[start Document segment]
Wonder if I can get a small Game permit for Western Springs heaps of geese there  :Psmiley:  :Thumbsup:

----------


## gsp follower

if the bird counts at elly don't get done tomorrow then they probably wont get done 
in time for any helpful info for the parry opening this weekend.
so we,l have a look wedsday should be geese about at least.

----------


## kotuku

me&GSPF went for a gander (excuse the pun).no major goose sign round ,a couple of flights of parries as we left .however to our disgust right in front of us xclear evidence of some person/s(a general noun)had been very busy sighting in a 7mm-08  shotty and .22 on the doc fenceposts surrounding the grassed area -for good measure and maybe a joke they'd also turned the DOC sign into a DIY colander.
backstop new DOC seedlings and 180sq km of lake ellesmere.had anyone been coming up the track from the lake  most unpleasent suprise was awaiting them. as if LFAO are not under the pump enough already ,we hand this sort of highly visible stupidity to the antis and wer'e caught by the short and curlies .
all i can say is whoever you are Ihope you enjoyed yourselves cause a BIG FAT THANKS FOR NOTHING!
the general public use this reserve -what the hell will they think????

----------


## 2post

They are flying your way @kotuku

----------


## gsp follower

> Attachment 129400
> They are flying your way @kotuku


kotuku and I two fat old bastards sallied forth to the great lake .
no handy parries available but we did manage 3 geese under not very waterfowl hunting conditions.
thanks for the heads up they arrived right on schedule :O O: 
ps one ounce of steel 2.s in 3 inch loads is not as sudden death as 30 grams of lead 2.s

----------


## kotuku

> kotuku and I two fat old bastards sallied forth to the great lake .
> no handy parries available but we did manage 3 geese under not very waterfowl hunting conditions.
> thanks for the heads up they arrived right on schedule
> ps one ounce of steel 2.s in 3 inch loads is not as sudden death as 30 grams of lead 2.s


aye we did it in style .me -yup first time up with baikal O/U +2 3/4  4s steel - this combo is a little light for me after some discussion .no probs will revert to mighty escort s/a with solway magnum 3"34gm steel -that will stop anything.I lost my first goose -knocked him arseover outta the blue but he still managedto up and run and i aint designed for speed over mud ,water or even dry land.
idiotically Ionly carried 2 spare rounds to euthanise -didnt work.
 however as GSPF said all in all a bloody marvellous day 
.to see the numbers of canadas we so fondly remember,to hear those calls on the wing and to watch GSPF seduce the buggers into turning our way with his "lonesome want some lovin call" and to bring home some of natures finest organic meat-plump young juvenile hanging in ma shed -GSPfs a little more mature.to me this is natures antidepressant ,get fit plan and yet another ripper for 2020-
LLLLLLLLLLLEEEEEEEEEEEETTTTTS  GGGGGGGEEEEETTTTTTTT IT OOOOOOOOOONNNNNNN
2POST YOU THERE BRO 
can you advise your local goosey friends (the ones in the photo)-theres 3 vacancies at ellesmere -very nice for gooses at this time of year -specially wee plump buggers BUUUUUUUUUURP
 the post match cuppa and sandwiches was even better -my finest sawbench top atop a recycled camp stool with matching camping stool featuring restitched seatbelt seats
coffee -milk and sugar vicar -egg and tomato sandwiches -suppins and chatting we looks up oh fuck no 8 canadas in formation heading our way -waaaaa      gear all carefully locked away ammo in containers guns in cases-trust ma nature to have the last laugh!
[end Document segment]
- **What you will do**
(a) Answer these questions about the goose-hunting thread, one line each:
(i) What had someone turned the DOC sign into?
(ii) How many geese did kotuku and gsp follower get at the great lake?
(iii) How many canadas flew toward them in formation during the post-match cuppa?
(b) Reproduce word for word the stretch of the goose-hunting thread from "me&GSPF went for" through "a DIY colander.".
(c) List each distinct username that appears as a poster in the goose-hunting thread.
[start Information provided]
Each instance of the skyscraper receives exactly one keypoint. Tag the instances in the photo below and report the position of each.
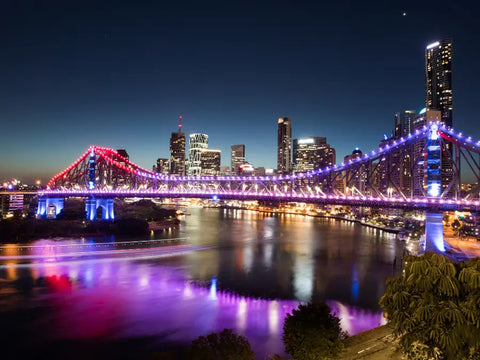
[end Information provided]
- **Solution list**
(a)
(i) A DIY colander
(ii) 3
(iii) 8

(b)
me&GSPF went for a gander (excuse the pun).no major goose sign round ,a couple of flights of parries as we left .however to our disgust right in front of us xclear evidence of some person/s(a general noun)had been very busy sighting in a 7mm-08  shotty and .22 on the doc fenceposts surrounding the grassed area -for good measure and maybe a joke they'd also turned the DOC sign into a DIY colander.

(c)
gsp follower
kotuku
2post